(EXERCISE DATA begins)

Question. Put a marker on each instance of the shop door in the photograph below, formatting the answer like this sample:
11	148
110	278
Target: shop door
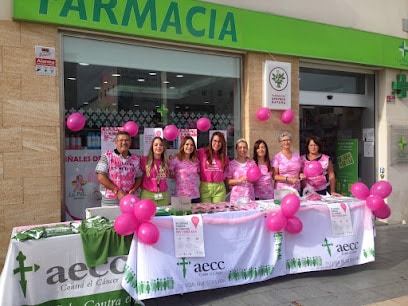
334	115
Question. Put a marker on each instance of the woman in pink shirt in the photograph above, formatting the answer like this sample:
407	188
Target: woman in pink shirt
242	190
155	167
287	165
213	161
185	169
264	186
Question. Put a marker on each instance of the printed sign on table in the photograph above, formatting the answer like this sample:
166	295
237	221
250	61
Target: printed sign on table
340	219
188	236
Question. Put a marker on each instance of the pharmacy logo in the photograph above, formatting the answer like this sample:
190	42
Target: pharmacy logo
22	270
278	78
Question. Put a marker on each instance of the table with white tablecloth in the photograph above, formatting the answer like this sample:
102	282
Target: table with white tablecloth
239	249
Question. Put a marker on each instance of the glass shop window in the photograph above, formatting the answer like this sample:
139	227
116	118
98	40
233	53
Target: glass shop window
115	82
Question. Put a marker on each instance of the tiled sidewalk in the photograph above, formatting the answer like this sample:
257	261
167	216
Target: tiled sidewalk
383	282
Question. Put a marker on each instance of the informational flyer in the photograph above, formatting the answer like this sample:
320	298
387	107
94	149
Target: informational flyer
340	219
45	63
108	135
188	236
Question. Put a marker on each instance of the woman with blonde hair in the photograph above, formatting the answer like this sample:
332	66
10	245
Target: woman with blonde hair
287	165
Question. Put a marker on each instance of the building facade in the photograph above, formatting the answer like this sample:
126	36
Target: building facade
343	73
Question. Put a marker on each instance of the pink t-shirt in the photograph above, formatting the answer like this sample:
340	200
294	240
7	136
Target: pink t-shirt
211	173
318	182
156	179
244	191
287	167
186	174
263	187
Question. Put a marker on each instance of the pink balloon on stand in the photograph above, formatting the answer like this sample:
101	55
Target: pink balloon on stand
375	202
203	124
148	233
76	122
145	210
263	113
276	222
253	173
131	127
170	132
290	205
127	203
381	188
383	213
294	225
360	190
125	224
287	116
313	168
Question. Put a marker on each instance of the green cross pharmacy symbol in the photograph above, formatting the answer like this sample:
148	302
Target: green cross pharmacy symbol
401	86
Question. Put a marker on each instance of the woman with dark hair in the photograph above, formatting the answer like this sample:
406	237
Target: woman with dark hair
185	169
213	162
264	186
326	182
155	167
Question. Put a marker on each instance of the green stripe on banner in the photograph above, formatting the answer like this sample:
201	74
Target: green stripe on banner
209	24
120	297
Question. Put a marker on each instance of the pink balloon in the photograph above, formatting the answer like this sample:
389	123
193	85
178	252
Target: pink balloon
294	225
127	203
170	132
290	205
125	224
375	202
360	190
263	113
148	233
203	124
131	127
276	222
383	213
253	173
145	210
381	188
287	116
76	122
312	168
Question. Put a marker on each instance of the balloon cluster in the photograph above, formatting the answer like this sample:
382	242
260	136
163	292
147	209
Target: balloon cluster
264	113
285	218
135	218
374	197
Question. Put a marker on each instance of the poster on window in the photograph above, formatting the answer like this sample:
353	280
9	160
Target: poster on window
148	136
108	135
276	85
81	182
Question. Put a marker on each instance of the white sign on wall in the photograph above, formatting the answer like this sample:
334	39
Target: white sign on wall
276	85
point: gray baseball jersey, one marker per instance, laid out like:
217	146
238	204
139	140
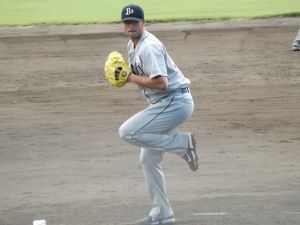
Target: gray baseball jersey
150	58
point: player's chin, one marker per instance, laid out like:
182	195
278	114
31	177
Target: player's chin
132	34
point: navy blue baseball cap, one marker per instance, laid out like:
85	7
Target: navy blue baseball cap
132	12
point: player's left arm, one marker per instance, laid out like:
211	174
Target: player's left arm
155	66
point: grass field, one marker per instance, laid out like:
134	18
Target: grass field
27	12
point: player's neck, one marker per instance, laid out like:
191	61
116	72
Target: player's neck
136	40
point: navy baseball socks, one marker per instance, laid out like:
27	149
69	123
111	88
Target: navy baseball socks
148	220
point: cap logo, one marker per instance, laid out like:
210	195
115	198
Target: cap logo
129	11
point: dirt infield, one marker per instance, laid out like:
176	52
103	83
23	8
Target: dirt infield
60	155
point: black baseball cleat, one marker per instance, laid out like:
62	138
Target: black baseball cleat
148	220
191	155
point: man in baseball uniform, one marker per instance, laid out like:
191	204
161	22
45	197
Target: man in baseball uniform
154	129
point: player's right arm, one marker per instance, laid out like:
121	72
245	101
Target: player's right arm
157	82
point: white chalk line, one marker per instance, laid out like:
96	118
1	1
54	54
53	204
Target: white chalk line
210	214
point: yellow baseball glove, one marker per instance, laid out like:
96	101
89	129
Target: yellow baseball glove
116	69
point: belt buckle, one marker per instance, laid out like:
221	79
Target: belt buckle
184	90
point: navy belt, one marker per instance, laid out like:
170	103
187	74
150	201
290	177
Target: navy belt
184	90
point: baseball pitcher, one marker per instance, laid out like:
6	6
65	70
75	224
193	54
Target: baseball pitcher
154	129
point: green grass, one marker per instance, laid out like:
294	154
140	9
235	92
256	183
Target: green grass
27	12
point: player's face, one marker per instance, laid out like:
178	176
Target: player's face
133	29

(EXERCISE DATA ends)

* TASK DETAILS *
The expected answer is an exact copy of the lines above, beginning at the line with "Target: man in baseball uniform" and ending at the line with "point: navy belt, one", with both ends in.

* SOLVED PROBLEM *
Target: man in baseball uniform
154	129
point: player's right arm, one marker per instance, laid out like:
121	72
245	101
Target: player's right arm
157	82
point: white chalk line, one marker per instance, laid out like:
96	118
1	1
54	54
53	204
Target: white chalk line
210	214
point: yellow baseball glove, one marker per instance, laid out like:
96	101
89	129
Target: yellow baseball glove
116	69
point: belt buckle, one marker per instance, laid out like:
221	79
Target: belt buckle
184	90
point: navy belt, one marker per instance, laid out like:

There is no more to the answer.